====== Избранный фрагмент

Здесь требуется объяснение о негласном табеле о рангах, установившемся в писательском мире. Конечно, существовал официальный табель, который начинался, разумеется, с М.Шолохова, потом шел секретариат Союза писателей СССР, потом главные редактора журналов (по меткому выражению жены Вадима Кожевникова, советского классика и редактора “Знамени”: “Писатель без должности — это не писатель”), далее герои Соцтруда и под конец, для проформы, несколько действительно хороших литераторов из старшего поколения. Для нас, пришедших в литературу совсем недавно, это был глупый официоз, и говорить о нем всерьез, а тем более стремиться туда попасть нам было бы стыдно. Нас, которых впоследствии назвали шестидесятниками, поначалу было немного, и мы в свой круг принимали далеко не каждого. Рождественский, Евтушенко, Казаков, Ахмадулина, Толя Кузнецов – мы знали друг друга еще по Литинституту, прошли суровую школу семинаров, где разве что не было мордобоя, поэтому никакие критические разносы в советской прессе нас уже не пугали. Более того, статья в газете, где тебя обвиняли в идеологических ошибках, как бы подымала нас на ступеньку выше или, скажем по-другому, вешала на грудь орденскую ленточку. В этот круг стремительно вознесся, созвучно со своей фамилией, Андрей Вознесенский, а потом и Булат Окуджава. Жора Владимов и Володя Войнович были зачислены в “свои” с первых же публикаций в “Новом мире”. А вот Юлик Семенов, который был тоже весьма популярен, публиковал книгу за книгой, с которым все пили водку и как бы дружили, так никогда в наш круг и не вошел.

Конечно, у нас тоже были свои разборки (помнится, Евтушенко и Вознесенский постоянно втихаря выясняли между собой отношения: кто про кого что и когда сказал). Однако главенствовал дух товарищества и друг другу мы не скупились говорить хорошие слова: “Старичок, ты написал прекрасный рассказ”, “Старик, твои последние стихи гениальны” и т.д. Наверно, это не всегда соответствовало истине, но говорилось искренне. Мы действительно гордились друг другом.

============

Указания:
1 > Перепишите отрезок фрагмента о круге шестидесятников, начиная со слов «Конечно, у нас» и далее вплоть до слов «гордились друг другом.», заменив в нём «дух товарищества» на «дух дружбы».
2 > Воспроизведите дословно строки разметки, начиная со строки с «Where can the hat» и далее вплоть до строки с «<point>231,46</point>», включая обе.

====== Извлечённые сведения

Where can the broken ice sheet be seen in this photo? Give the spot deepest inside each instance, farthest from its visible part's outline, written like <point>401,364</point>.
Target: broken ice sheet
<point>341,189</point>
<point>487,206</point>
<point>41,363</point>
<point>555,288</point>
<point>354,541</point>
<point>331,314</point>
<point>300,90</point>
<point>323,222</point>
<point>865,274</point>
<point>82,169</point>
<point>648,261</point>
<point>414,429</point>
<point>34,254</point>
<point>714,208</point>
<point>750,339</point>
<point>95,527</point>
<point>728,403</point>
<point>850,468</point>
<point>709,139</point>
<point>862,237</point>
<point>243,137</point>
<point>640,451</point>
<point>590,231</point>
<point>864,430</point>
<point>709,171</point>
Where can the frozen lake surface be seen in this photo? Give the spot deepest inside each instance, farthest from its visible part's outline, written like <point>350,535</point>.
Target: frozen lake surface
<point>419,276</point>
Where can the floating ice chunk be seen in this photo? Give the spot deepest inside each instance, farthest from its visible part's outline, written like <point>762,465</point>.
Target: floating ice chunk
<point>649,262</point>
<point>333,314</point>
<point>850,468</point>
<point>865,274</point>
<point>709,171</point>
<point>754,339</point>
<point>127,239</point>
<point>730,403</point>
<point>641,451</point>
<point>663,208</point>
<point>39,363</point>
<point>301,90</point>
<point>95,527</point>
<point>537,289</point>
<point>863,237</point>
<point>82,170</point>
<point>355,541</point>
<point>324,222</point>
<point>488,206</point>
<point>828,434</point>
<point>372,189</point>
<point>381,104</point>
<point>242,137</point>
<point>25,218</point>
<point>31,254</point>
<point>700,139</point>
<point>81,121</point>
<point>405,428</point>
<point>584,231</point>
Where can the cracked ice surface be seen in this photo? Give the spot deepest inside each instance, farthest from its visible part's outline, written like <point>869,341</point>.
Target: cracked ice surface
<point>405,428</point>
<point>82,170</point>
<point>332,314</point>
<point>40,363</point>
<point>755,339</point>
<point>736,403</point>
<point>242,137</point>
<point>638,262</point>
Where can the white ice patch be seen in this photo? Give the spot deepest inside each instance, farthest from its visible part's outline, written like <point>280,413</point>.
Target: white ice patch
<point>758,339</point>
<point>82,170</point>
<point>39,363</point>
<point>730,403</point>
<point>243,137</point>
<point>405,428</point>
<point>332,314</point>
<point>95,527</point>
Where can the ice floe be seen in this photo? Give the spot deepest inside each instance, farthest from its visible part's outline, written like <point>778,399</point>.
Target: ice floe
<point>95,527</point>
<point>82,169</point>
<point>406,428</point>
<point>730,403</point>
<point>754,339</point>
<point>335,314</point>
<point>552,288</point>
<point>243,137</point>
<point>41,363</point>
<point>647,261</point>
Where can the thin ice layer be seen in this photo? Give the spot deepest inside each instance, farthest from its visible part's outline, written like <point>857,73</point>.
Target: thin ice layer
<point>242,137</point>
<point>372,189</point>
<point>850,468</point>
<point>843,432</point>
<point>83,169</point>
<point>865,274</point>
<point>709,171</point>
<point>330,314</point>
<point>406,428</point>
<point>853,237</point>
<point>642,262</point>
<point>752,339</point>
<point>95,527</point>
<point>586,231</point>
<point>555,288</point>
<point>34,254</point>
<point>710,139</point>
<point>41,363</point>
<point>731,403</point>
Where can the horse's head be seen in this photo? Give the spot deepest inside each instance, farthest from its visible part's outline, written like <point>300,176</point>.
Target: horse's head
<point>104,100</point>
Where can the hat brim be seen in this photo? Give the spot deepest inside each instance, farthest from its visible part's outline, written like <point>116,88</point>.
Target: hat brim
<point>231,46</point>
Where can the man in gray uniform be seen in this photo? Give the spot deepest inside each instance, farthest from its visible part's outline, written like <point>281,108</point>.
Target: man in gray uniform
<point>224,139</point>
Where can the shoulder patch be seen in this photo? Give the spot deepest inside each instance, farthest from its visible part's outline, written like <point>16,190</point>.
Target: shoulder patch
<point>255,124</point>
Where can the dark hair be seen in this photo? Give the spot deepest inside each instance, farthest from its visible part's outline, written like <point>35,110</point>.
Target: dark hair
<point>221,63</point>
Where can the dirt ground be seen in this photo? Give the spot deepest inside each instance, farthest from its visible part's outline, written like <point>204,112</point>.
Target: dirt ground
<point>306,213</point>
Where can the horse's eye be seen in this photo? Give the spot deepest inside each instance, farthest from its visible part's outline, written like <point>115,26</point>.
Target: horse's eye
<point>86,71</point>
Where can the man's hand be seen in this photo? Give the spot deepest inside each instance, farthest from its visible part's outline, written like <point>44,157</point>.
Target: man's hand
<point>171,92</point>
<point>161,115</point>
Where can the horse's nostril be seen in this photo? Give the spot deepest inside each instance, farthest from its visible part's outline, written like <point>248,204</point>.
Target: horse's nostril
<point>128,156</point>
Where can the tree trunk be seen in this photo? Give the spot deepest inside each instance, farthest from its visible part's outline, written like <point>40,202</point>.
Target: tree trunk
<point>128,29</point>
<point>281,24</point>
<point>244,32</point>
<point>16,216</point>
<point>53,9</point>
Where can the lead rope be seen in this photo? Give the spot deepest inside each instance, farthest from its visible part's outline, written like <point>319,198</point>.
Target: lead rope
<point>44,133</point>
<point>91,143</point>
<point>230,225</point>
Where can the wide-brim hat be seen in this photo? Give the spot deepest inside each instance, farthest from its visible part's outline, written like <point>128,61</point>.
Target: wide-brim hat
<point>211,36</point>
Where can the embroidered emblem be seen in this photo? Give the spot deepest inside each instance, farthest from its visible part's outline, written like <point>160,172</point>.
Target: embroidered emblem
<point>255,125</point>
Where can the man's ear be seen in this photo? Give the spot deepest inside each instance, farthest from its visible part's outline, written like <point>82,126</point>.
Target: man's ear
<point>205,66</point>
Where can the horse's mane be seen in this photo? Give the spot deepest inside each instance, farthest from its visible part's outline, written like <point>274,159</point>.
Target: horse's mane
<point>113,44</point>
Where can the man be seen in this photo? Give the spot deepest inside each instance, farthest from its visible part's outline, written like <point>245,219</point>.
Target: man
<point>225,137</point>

============

Письменные ответы:
1 >
Конечно, у нас тоже были свои разборки (помнится, Евтушенко и Вознесенский постоянно втихаря выясняли между собой отношения: кто про кого что и когда сказал). Однако главенствовал дух дружбы и друг другу мы не скупились говорить хорошие слова: “Старичок, ты написал прекрасный рассказ”, “Старик, твои последние стихи гениальны” и т.д. Наверно, это не всегда соответствовало истине, но говорилось искренне. Мы действительно гордились друг другом.

2 >
Where can the hat brim be seen in this photo? Give the spot deepest inside each instance, farthest from its visible part's outline, written like <point>116,88</point>.
Target: hat brim
<point>231,46</point>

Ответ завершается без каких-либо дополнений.